WHAT YOU SHOULD DO: The records below must be transcribed exactly.

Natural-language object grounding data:
========

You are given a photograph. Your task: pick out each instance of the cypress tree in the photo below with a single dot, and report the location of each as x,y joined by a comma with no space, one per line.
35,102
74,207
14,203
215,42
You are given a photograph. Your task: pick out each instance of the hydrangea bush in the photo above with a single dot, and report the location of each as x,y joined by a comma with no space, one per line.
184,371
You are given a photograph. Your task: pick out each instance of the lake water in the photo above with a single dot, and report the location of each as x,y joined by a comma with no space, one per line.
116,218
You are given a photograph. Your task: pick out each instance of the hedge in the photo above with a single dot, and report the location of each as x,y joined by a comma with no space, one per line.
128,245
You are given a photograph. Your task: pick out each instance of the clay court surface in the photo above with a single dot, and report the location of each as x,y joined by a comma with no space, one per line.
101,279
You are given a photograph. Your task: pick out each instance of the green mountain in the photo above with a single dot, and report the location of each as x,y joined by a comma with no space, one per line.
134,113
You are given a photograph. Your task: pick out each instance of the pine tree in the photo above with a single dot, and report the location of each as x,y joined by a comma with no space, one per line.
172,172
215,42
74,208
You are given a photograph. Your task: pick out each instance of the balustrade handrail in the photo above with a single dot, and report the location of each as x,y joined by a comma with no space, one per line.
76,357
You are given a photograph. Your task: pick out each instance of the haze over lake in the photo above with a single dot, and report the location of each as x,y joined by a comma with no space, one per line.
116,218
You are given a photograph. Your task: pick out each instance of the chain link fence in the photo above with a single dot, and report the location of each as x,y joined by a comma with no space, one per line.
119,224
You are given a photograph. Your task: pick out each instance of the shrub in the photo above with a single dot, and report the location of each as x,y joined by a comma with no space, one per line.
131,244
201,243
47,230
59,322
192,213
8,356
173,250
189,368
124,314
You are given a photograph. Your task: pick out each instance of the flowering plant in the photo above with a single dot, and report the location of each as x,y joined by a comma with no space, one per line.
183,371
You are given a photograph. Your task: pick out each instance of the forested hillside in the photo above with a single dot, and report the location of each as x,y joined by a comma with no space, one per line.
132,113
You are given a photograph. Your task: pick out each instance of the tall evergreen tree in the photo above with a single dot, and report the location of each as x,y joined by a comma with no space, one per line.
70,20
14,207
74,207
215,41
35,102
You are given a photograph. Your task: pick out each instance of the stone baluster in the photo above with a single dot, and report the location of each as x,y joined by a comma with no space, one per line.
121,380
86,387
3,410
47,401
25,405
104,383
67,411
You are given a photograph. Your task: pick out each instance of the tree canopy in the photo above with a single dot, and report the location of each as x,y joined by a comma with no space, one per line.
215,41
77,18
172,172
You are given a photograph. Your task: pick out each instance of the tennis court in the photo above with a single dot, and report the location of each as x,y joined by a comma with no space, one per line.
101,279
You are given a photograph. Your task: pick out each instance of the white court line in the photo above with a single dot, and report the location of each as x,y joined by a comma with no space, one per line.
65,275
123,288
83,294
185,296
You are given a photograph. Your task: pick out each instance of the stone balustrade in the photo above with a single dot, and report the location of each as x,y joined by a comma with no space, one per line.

========

PROBLEM SOLUTION:
You are given a photograph. Your task: pick out each instance of the cypress tree in the photo below with a single dot, and report the location of each as x,y joined by a comma with no space, one per line.
35,102
74,207
14,203
215,42
You are given a photograph. Your task: pick out each instance of the hydrangea bush in the photo above with a single dot, and report the location of each as x,y joined by a comma with no space, one per line.
184,371
You are given a photograph. Your task: pick out each instance of the lake water in the photo above with a single dot, and report the location of each as x,y joined by a comma with no space, one per line.
116,218
You are given a photograph. Your task: pick out each instance of the hedge in the photo above with a single dot, and report the location of each as x,y joined by a comma with no space, one per line.
128,245
You are given a photograph. Your task: pick out each instance of the clay court surface in the photo above with a single dot, and report the location of each as x,y joined by a comma with no space, one per line.
101,279
You are given a photograph. Your task: pick out each instance of the green mountain in the photo above with a single dot, and report the location of each as x,y joined by a comma with no space, one per line.
134,113
You are given a photograph. Your task: pick out each instance of the pine tree in the photo above with a single dot, and report the location of each as x,y joined by a comma with no space, one per line.
172,172
215,42
74,208
You are given a photograph. Your task: pick out each instance of the balustrade handrail in the photo above with a single dot, and report the location of each as x,y joined by a comma with no space, one per line.
76,357
You are given a photograph. Your task: pick out each instance of the haze over lake in the photo above with a single dot, and report the location of each as x,y joined by a comma with no space, one per line.
116,218
You are given a photograph. Your task: pick out each instance of the chain link fence in the photo above with a single dot, and report the location of each as x,y joined by a comma with no space, one per line.
119,224
You are given a photograph. Your task: pick out each instance of the shrub in the photo above with a single dot, and report the location of each as x,y joined by a comma with no space, one per line.
131,244
201,243
47,230
59,322
192,213
8,356
173,250
189,368
124,314
You are given a photograph. Your task: pick out each instance of the flowering plant in the photo above with a single dot, and report the location of each as x,y joined by a comma with no space, one per line.
183,371
You are given a photograph. Your task: pick out each instance of the forested hillside in the photo above with a single dot, and report the location of each as x,y joined by a comma with no space, one per line.
132,113
You are given a photograph. Your task: pick out each instance of the tall evergreen tree in the photo above with a single dot, and report the location of each as x,y joined by a comma with no space, one per line.
70,20
14,207
74,207
215,41
35,102
You are given a photograph. Your task: pick out each instance of the stone baluster in the photo above with a single dot, and report the location of each as x,y joined by a comma with no space, one per line.
121,380
86,387
3,410
47,401
25,405
104,383
67,411
You are given a photograph. Your task: pick out each instance of the tree canopy in the photo above with a single dot, and report the location of each as x,y joined by a comma with no space, one per line.
215,41
77,18
172,172
You are given a photograph. Your task: pick out each instance of the tennis court in the photo above with a single dot, and report the location of each as x,y joined by a comma with no space, one per line.
101,279
You are given a photograph. Your task: pick out each instance of the white court line in the photo above with a single dot, and report the location of each as x,y joined by a comma with no space, one per line.
65,275
123,288
83,294
185,296
You are given a photograph. Your task: pick out each instance of the stone balustrade in the photo above with a single dot, and report the location of each as x,y joined by a comma with no space, one per line.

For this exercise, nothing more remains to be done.